- **Information given**:
* * * * * * * * *
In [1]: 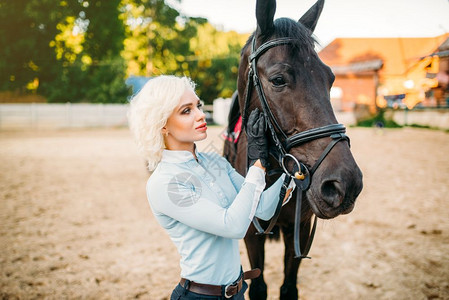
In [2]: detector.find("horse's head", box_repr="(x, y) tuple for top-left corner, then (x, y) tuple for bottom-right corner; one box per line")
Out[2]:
(238, 0), (362, 218)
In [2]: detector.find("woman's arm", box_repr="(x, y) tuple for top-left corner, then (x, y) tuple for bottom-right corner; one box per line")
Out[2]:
(147, 166), (265, 239)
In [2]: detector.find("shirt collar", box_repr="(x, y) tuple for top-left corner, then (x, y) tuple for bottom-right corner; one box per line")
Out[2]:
(161, 145), (199, 163)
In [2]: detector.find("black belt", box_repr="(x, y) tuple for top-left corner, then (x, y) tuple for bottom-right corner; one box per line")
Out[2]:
(179, 269), (260, 298)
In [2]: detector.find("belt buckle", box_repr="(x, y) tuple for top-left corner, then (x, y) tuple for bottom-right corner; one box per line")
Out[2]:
(225, 283), (237, 299)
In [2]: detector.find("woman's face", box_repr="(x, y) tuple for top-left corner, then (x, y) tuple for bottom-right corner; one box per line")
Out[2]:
(162, 89), (207, 151)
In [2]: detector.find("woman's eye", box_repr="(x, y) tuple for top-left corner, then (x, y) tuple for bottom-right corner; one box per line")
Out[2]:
(270, 76), (285, 86)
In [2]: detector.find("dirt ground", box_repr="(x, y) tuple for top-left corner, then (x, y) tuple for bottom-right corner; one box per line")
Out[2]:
(0, 127), (449, 300)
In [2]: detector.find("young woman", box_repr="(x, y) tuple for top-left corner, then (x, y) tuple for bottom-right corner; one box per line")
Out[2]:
(128, 76), (292, 299)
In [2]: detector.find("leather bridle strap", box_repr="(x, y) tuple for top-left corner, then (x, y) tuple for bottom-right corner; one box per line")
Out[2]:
(242, 37), (349, 259)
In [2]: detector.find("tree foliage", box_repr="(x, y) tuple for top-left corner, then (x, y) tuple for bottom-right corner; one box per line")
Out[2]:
(0, 0), (247, 103)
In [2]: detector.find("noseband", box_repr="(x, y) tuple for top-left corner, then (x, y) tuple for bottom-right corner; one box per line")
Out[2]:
(242, 37), (349, 259)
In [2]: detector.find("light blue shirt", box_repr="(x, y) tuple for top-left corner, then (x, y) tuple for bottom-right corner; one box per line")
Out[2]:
(147, 150), (284, 285)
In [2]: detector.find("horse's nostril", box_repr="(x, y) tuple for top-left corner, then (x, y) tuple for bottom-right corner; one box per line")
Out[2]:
(321, 180), (345, 207)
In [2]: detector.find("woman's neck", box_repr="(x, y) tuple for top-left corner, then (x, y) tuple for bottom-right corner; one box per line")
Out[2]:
(165, 143), (194, 160)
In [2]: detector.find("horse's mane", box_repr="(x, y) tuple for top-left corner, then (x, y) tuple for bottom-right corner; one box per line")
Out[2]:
(242, 18), (317, 57)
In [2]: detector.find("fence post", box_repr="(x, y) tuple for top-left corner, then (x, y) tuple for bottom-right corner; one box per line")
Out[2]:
(65, 102), (72, 128)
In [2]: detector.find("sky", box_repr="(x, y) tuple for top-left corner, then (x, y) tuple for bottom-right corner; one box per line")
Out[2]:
(167, 0), (449, 46)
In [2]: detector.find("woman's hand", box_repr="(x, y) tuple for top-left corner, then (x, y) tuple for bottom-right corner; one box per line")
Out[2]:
(246, 108), (268, 168)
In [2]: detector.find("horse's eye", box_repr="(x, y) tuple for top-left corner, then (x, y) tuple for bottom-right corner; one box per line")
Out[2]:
(270, 76), (285, 86)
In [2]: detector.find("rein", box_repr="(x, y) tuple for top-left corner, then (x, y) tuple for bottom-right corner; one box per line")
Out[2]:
(242, 37), (349, 259)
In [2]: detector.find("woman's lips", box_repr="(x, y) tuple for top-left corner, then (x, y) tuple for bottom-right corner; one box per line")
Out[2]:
(195, 123), (207, 131)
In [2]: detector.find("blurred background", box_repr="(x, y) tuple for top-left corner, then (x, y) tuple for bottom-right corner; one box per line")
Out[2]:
(0, 0), (449, 300)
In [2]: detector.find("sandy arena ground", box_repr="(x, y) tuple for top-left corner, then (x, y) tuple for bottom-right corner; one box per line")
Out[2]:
(0, 127), (449, 300)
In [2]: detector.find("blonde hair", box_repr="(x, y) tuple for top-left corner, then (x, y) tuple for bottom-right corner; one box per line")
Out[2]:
(128, 75), (195, 171)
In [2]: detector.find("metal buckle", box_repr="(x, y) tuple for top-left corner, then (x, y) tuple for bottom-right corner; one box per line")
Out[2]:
(225, 283), (237, 299)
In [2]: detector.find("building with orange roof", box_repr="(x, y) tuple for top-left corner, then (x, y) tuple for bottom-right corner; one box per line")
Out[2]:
(319, 34), (449, 111)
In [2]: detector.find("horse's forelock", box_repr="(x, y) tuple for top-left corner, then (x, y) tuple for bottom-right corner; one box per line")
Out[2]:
(240, 18), (317, 57)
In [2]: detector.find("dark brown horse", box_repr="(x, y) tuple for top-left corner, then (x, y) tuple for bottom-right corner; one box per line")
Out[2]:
(224, 0), (362, 299)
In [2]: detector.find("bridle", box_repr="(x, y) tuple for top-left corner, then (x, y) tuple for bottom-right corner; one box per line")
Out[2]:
(242, 36), (349, 259)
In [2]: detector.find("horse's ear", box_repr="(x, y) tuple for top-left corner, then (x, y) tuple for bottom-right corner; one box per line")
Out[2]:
(298, 0), (324, 32)
(256, 0), (276, 35)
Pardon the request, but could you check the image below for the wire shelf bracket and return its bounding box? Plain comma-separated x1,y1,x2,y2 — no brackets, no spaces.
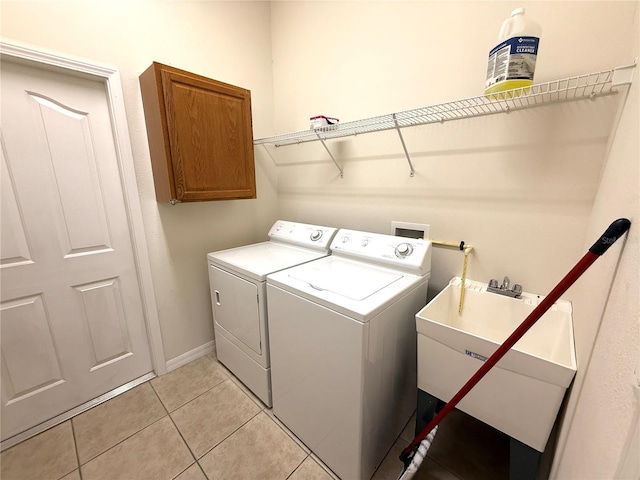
253,59,637,178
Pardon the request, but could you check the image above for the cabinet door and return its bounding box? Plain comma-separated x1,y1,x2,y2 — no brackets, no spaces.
140,62,256,202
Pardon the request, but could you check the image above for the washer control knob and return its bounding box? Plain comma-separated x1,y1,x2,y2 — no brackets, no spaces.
396,243,413,258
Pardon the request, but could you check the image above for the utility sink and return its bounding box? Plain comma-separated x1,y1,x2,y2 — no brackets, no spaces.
416,277,577,452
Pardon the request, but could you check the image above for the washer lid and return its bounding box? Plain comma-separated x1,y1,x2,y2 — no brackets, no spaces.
207,242,328,282
267,255,429,322
289,262,403,301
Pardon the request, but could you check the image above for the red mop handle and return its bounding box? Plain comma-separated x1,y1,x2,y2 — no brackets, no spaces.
400,218,631,463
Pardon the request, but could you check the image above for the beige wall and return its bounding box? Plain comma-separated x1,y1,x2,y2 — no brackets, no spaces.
556,8,640,479
0,1,277,360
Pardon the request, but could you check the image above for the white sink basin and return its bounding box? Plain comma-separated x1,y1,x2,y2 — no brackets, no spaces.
416,277,577,452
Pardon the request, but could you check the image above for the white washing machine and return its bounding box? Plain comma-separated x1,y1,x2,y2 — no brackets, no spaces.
207,220,337,407
267,229,431,480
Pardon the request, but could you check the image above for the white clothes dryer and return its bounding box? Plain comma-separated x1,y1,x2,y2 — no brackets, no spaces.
267,229,431,480
207,220,337,407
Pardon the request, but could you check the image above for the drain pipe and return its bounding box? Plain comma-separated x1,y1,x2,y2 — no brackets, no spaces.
429,239,473,315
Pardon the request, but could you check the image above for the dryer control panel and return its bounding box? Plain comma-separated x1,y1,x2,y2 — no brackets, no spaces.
330,228,431,275
269,220,338,250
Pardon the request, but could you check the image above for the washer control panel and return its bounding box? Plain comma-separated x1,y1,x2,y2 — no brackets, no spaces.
269,220,338,250
331,229,431,274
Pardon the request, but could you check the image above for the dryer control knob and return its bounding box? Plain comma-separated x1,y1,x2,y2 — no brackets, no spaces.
396,243,413,258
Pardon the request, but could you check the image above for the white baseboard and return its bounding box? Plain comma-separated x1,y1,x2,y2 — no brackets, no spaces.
167,340,215,373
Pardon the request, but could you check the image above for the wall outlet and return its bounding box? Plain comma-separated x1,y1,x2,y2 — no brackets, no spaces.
391,221,431,238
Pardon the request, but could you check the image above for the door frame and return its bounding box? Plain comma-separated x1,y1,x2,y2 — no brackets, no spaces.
0,38,167,402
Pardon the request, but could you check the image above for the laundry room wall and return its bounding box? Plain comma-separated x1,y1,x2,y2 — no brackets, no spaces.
0,1,277,367
268,1,640,479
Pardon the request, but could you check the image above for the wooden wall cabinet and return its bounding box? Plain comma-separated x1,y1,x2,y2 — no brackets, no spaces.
140,62,256,204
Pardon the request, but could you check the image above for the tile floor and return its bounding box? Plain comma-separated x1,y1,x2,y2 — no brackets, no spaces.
0,356,509,480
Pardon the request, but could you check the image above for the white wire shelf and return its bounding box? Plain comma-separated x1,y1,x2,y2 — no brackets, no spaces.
253,64,635,176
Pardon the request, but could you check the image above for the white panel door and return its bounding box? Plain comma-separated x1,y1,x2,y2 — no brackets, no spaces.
0,59,153,440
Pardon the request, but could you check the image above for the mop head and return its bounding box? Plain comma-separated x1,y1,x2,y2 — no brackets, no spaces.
398,425,438,480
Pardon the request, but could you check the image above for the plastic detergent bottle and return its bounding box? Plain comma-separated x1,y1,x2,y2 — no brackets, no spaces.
484,8,542,96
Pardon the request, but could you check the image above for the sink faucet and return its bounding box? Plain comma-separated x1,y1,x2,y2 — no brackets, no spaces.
487,277,522,298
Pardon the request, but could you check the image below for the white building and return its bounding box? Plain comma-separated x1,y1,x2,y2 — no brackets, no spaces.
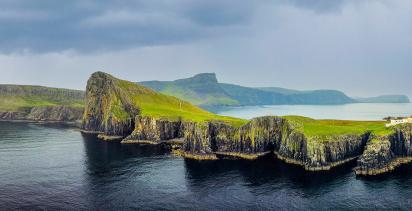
386,117,412,127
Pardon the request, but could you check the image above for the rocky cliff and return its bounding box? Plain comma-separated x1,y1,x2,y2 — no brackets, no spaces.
122,116,183,144
355,124,412,175
0,106,83,122
183,117,369,171
82,72,412,172
82,72,139,136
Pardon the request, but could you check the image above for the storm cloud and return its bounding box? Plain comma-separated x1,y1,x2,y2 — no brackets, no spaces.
0,0,412,96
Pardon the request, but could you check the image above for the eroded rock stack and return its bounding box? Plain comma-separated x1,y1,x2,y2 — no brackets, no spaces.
355,124,412,175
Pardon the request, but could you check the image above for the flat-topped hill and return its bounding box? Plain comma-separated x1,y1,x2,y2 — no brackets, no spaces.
283,116,393,139
139,73,409,108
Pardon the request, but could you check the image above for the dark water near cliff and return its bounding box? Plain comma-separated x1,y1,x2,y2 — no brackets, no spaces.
0,122,412,210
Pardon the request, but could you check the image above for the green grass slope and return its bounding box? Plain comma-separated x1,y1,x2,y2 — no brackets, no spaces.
355,95,410,103
139,73,355,107
0,85,84,111
139,73,239,106
284,116,393,137
85,72,246,126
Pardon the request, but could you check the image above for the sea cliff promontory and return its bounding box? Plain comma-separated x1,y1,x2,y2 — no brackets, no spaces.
82,72,411,175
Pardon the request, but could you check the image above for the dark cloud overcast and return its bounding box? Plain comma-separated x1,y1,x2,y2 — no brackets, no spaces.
0,0,257,53
0,0,412,97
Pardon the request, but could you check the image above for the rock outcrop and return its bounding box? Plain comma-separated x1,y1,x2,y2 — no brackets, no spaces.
355,124,412,175
82,72,139,136
79,72,412,174
0,106,83,122
183,117,369,171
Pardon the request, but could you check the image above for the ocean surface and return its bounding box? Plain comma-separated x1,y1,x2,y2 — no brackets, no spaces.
212,103,412,120
0,122,412,210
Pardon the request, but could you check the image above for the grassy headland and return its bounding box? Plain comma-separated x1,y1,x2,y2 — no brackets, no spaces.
284,116,392,137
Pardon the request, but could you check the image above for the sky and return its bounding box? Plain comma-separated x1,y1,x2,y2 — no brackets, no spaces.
0,0,412,99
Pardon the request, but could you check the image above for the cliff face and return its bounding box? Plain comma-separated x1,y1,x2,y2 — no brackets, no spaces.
355,124,412,175
0,106,83,122
82,72,139,136
183,117,369,170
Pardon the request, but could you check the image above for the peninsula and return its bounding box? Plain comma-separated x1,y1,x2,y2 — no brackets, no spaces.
82,72,412,175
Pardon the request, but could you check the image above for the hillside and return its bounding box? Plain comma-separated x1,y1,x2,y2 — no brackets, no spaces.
139,73,355,107
139,73,239,106
0,85,84,111
83,72,244,135
0,85,84,122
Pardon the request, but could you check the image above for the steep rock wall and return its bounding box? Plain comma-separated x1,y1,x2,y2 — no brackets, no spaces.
125,116,183,143
355,124,412,175
82,72,139,136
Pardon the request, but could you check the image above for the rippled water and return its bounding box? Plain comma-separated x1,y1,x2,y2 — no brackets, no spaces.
0,122,412,210
212,103,412,120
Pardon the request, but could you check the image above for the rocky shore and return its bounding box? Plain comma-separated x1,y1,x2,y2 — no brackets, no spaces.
0,106,83,123
78,72,412,175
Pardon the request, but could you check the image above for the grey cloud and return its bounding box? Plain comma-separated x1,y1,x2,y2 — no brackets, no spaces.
0,0,260,53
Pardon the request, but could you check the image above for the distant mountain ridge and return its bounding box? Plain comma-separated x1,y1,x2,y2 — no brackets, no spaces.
138,73,409,107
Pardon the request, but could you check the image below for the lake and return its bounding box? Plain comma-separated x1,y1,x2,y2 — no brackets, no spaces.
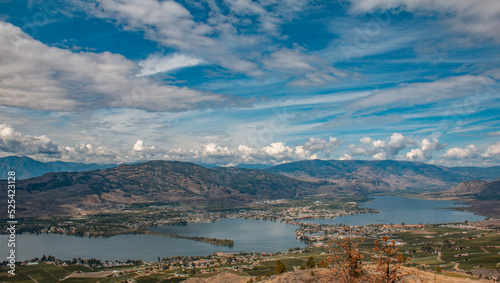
0,196,484,261
303,196,485,226
0,219,306,261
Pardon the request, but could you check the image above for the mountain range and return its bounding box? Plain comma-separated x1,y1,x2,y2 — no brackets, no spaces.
0,160,500,217
0,156,117,179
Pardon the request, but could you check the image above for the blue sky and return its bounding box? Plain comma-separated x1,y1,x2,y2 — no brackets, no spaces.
0,0,500,166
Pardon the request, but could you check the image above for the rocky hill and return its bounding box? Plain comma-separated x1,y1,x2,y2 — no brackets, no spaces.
9,161,321,216
266,159,500,193
0,156,117,179
4,160,498,217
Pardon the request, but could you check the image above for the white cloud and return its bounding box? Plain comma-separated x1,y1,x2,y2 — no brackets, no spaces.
132,140,155,151
0,124,61,156
137,53,204,77
72,0,346,86
0,21,225,111
263,48,347,86
442,144,479,159
350,0,500,40
406,138,446,161
303,137,343,157
482,142,500,160
348,133,415,160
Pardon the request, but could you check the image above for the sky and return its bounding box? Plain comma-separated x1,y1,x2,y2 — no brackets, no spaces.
0,0,500,166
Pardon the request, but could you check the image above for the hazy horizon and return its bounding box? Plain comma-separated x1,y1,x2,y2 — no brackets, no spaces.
0,0,500,169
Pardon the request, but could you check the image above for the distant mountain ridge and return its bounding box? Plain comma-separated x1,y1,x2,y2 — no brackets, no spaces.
0,156,117,179
0,160,500,217
266,159,500,193
442,179,500,200
11,161,322,217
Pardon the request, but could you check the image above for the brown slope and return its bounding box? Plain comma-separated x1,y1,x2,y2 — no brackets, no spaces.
3,161,318,217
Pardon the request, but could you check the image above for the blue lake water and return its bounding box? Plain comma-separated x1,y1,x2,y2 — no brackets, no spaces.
303,196,485,226
0,219,305,261
0,196,484,261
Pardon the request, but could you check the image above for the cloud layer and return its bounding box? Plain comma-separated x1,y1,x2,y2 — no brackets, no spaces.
0,21,227,111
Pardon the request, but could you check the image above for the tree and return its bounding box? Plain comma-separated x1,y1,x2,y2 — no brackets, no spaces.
274,259,286,274
373,236,407,283
306,256,316,268
329,226,364,283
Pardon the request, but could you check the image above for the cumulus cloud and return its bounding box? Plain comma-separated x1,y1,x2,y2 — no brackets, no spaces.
137,53,204,77
61,144,119,163
304,137,343,157
348,133,415,160
443,144,479,159
406,138,446,161
0,21,227,111
350,0,500,40
0,124,61,157
125,137,341,165
482,142,500,160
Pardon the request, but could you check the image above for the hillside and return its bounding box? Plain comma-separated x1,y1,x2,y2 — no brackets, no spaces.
4,160,498,217
441,180,500,200
0,156,117,179
266,159,500,193
7,161,320,216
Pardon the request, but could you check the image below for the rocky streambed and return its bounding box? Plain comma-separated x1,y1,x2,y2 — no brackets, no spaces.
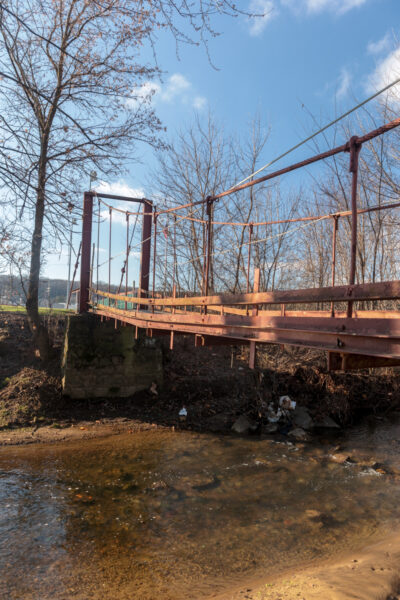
0,417,400,600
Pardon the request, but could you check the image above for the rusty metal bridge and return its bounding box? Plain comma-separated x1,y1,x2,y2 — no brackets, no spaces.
75,119,400,370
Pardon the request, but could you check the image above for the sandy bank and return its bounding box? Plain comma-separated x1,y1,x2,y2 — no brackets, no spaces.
217,531,400,600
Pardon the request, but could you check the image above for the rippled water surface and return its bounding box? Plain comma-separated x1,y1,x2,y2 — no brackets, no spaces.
0,425,400,600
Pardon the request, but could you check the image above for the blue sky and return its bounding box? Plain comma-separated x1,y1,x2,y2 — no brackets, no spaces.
44,0,400,284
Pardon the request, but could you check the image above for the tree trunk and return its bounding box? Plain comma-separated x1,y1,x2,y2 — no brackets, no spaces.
26,161,50,361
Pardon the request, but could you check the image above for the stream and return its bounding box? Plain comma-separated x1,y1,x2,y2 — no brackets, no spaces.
0,421,400,600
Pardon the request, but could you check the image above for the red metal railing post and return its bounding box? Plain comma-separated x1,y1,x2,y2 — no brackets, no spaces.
79,192,93,313
139,202,153,310
151,206,157,312
249,267,260,369
331,215,339,317
347,136,361,318
204,198,213,313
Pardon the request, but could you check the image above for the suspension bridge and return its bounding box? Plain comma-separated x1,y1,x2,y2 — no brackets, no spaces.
71,119,400,370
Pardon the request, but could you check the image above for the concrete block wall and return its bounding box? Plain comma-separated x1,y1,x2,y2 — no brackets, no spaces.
62,314,163,398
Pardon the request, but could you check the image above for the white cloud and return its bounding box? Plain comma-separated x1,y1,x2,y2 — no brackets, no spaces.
249,0,278,37
192,96,207,110
160,73,192,102
367,46,400,103
94,179,144,198
126,73,207,110
336,67,351,100
281,0,368,15
367,33,391,54
94,179,145,225
126,81,161,108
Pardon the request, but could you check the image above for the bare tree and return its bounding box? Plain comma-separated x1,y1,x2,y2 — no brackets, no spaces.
0,0,256,358
152,115,295,293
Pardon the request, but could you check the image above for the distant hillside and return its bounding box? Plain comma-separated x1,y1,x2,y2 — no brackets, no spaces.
0,275,117,306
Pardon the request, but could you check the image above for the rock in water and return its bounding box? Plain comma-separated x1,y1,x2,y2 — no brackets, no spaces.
232,415,254,433
291,406,314,429
289,427,308,440
315,417,340,429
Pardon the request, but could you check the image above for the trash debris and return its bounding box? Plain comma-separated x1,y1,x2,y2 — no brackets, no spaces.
267,404,283,423
291,406,314,429
279,396,296,410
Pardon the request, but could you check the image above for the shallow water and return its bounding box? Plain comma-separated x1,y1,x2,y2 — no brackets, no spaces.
0,424,400,600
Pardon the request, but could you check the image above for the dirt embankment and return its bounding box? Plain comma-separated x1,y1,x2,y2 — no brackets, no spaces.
0,313,400,444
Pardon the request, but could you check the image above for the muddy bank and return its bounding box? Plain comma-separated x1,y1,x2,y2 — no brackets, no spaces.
0,313,400,443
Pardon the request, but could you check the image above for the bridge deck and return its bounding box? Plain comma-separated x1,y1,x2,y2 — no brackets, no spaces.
91,281,400,368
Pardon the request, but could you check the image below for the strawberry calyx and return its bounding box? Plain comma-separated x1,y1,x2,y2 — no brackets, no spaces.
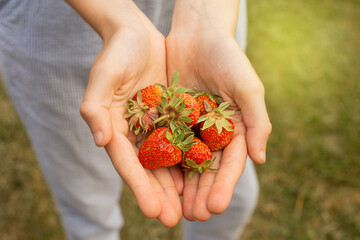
182,158,219,180
159,71,192,98
196,101,235,134
191,89,222,104
165,125,197,151
154,95,194,127
124,91,159,135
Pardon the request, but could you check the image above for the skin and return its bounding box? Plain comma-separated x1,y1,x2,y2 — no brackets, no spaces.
166,0,271,221
67,0,271,227
68,0,183,227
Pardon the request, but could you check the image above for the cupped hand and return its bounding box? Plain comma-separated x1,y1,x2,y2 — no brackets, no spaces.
166,14,271,221
76,4,183,227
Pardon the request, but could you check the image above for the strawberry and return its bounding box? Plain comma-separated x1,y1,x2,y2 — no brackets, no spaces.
155,72,200,127
198,102,235,151
124,84,163,135
194,90,221,116
133,84,163,108
183,137,217,179
139,127,194,169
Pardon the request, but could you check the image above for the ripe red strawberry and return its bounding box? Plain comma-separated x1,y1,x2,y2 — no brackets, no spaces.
124,84,163,134
198,102,235,151
139,127,194,169
155,72,200,127
183,137,217,179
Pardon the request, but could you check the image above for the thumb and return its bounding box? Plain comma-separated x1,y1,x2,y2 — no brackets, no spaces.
235,79,272,164
80,67,114,147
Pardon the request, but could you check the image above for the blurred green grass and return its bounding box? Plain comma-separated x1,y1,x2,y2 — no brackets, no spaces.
0,0,360,240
* * * * * * * * *
- **To do**: Update the part that opens with the line containing "for the brown" and closes with the line containing "75,119,400,370" by swapping "bounding box" for "enclosing rectangle" and keeping everything else unchanged. Reproduce only those lines, leaving out the picture.

- **Response**:
Pardon the request, but could you check the image above for the brown slope and return its enclosing rectangle? Plain comma-separated x1,y1,x2,y2 — no brackets, no spaces.
3,161,318,217
Pardon the request, but could you check the image above for the blue lake water and return its enclosing rectangle? Plain comma-separated x1,y1,x2,y2 — no brackets, no spaces.
303,196,485,226
0,219,305,261
0,196,484,261
Pardon the request, but could you check the image above for the cloud layer and return its enclosing rectangle? Plain comma-separated x1,y1,x2,y2 — no brackets, no spaces.
0,21,227,111
Pardon the request, but could you check the image above for the tree and return its enclosing rectangle? Plain comma-separated x1,y1,x2,y2 — no brackets, no spaces.
274,259,286,274
373,236,407,283
306,256,316,268
329,226,364,283
Pardon the request, but could you check the image above for the cumulus cloud and return its enclosing rectangle? Plain comma-separated x1,y1,x2,y2 — no brackets, no spaces.
137,53,204,77
61,144,119,163
304,137,343,157
348,133,415,160
443,144,479,159
406,138,446,161
0,21,227,111
350,0,500,40
0,124,61,157
125,137,341,165
482,142,500,160
Pardon the request, but could you check the image above for the hillside and return its enclosing rectangle? Plain comma-separated x1,y1,x2,y2 — no brackets, no spaces.
4,160,498,217
441,180,500,200
0,156,117,179
266,159,500,193
7,161,320,216
Pardon the request, but could you check the image below for the rocky streambed and return its enclosing rectangle? Plain comma-separated x1,y1,x2,y2 — no brackets, no spaces.
0,417,400,600
Pardon the request, but could you check the image above for the rusty metal bridge and return its enclosing rectangle? Plain comma-separated x1,y1,x2,y2 — no brackets, no spaces.
75,119,400,370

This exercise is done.